● WRITTEN REQUEST
Pick out every line in the items below that contains the word "muddy", and copy each one unchanged.

● DATA TO PROCESS
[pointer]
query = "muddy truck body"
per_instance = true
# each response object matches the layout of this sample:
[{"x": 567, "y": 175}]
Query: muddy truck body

● EXERCISE ANSWER
query = "muddy truck body"
Query: muddy truck body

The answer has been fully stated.